:: SELECTED EXCERPT

The next day we played the Wychwood Festival in Cheltenham, where we met fellow New Mexicans, the Handsome Family, from Albuquerque. We had never met them before. Funny little world it is. Then we played at the Bath Fringe Festival in a 1920s-era tent called the Spiegeltent, meaning "looking glass." If you stand in the very middle, you can see yourself in every mirror, 360 degrees. The tent is Belgian, very rococo in style, and is moved all around England and the continent for different events. Our music fit very well into the afternoon of family entertainment. We taught the New Mexican broom dance and the handkerchief dance. It felt like we were playing in a jewel box or kaleidoscope, with all those mirrors reflecting each dancer's graceful turns.

 

The days rolled by quickly. We met up with dear old friends we have known since the 1960s, and made new ones as well. We played a super little festival on the Gower peninsula on the south coast of Wales, and two days of schools as well (they don't have a summer break until mid-July), and then we drove north along the coast to Caernarfon, and back down to mid-Wales. We visited the Alternative Technology Centre in central Wales, just north of Aberystwyth. It is on the site of an old slate quarry, and the tour begins with a ride up the steep hill in a cable car that is moved by water displacement. It works very well. There were well-planned exhibits of solar and wind energy, compost toilets, energy efficient houses and much more. Nothing too new to us, but it is good there is such a place where one can see all these ideas in place and working.

::::
:: STORED DATA

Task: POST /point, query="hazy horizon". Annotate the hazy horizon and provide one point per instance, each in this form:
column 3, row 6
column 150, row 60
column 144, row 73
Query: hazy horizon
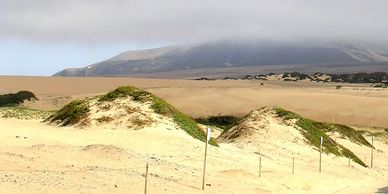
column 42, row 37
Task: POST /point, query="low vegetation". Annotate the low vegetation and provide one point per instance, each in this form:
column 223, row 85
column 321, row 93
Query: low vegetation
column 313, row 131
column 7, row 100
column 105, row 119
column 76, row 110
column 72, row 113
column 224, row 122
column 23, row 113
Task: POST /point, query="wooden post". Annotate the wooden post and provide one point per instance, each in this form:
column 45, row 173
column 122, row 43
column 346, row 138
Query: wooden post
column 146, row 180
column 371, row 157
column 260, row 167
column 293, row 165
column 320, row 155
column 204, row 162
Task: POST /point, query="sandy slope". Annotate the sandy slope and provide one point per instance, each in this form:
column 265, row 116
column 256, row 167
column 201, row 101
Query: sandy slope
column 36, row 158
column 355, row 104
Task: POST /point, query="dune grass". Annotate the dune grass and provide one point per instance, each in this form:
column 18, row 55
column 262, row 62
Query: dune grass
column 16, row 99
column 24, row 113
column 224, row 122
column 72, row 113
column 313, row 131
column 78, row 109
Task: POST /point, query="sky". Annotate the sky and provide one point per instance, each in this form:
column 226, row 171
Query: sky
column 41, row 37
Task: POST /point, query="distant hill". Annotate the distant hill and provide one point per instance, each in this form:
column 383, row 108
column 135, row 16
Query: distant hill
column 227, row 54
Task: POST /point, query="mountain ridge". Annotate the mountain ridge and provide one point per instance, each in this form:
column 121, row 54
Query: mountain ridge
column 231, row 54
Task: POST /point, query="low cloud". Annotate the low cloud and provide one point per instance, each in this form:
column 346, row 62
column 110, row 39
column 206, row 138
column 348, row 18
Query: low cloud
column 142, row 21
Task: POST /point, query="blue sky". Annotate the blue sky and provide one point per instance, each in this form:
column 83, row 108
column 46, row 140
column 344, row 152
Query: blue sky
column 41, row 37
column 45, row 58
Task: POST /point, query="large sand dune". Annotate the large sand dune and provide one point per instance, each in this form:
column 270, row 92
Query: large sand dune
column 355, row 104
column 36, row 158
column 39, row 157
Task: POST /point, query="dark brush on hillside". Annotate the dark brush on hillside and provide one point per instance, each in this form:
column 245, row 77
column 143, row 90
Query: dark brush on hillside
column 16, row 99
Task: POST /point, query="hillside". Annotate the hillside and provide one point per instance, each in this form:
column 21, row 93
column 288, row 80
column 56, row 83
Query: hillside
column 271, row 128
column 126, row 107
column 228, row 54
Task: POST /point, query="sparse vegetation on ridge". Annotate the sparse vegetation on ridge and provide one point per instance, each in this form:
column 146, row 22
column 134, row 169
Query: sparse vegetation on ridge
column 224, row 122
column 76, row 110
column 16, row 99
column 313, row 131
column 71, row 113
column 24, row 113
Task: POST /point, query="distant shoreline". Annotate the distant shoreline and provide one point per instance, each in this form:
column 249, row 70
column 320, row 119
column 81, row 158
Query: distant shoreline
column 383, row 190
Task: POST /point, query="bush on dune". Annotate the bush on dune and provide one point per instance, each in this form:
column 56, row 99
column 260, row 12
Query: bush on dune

::::
:: STORED DATA

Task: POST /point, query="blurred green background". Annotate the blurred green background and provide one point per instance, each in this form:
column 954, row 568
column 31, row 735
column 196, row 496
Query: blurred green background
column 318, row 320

::::
:: STORED DATA

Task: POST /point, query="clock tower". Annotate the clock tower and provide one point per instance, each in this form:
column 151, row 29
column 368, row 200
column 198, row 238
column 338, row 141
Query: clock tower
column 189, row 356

::::

• _WHAT YOU SHOULD DO_
Continue the account of the musicians' tour of England and Wales, starting after its last sentence.

• _RESPONSE TO THE EXERCISE_
On the occasional day off we went on hikes, spending the day looking for stone circles in the Welsh hills, or just following a stream bed and climbing lots of stone walls. We do feel lucky to get to do this kind of work, if you can call it that. The driving is hard work, however, and it takes both of us to do successful navigation on the odd side of the road, and sometimes up very tiny lanes bordered by thick hedgerows, even though Ken is the sole driver. As far as driving on the left goes, Ken says it is easy—he just changes his eyes from one socket to the other. Sometimes we feel we are being paid to do the driving, and that playing music is the reward.

The last week in England took us up to Cambridgeshire and Yorkshire, with another run back out to Cardiff to play at the fantastic Millennium Center for a noontime concert, and finally to a London folk club at Cecil Sharp House, and lastly a little pub in Dorset called the Square and the Compass near the channel. Then we once again crossed the channel to do three weeks of concerts and festivals in France, and a bit of family visiting in Germany.

Football (soccer) has been a big part of the trip. On the nights that our gigs coincided with important games, we had to either play much later, or not mind a smaller audience. We were in North Wales the night France played Korea, and it was fun watching the reaction of the Welsh to the one goal each team scored. Very positive cheering for each one. Of course, everyone was well oiled up with pints of ale. Global football is almost a religion.

Across the road from where we stayed in Stroud, there was a clock made in 1774, called a Jackboy clock, and it is still going strong. This building is its third home in all those years. There is a little boy statue that strikes the bell each hour with a bat. Even though the clock is reliable, the boy is not. At the time we were there, he was giving 11 strikes at 7 p.m., 12 at 8 p.m. and then starting all over again at 9 p.m. with one strike.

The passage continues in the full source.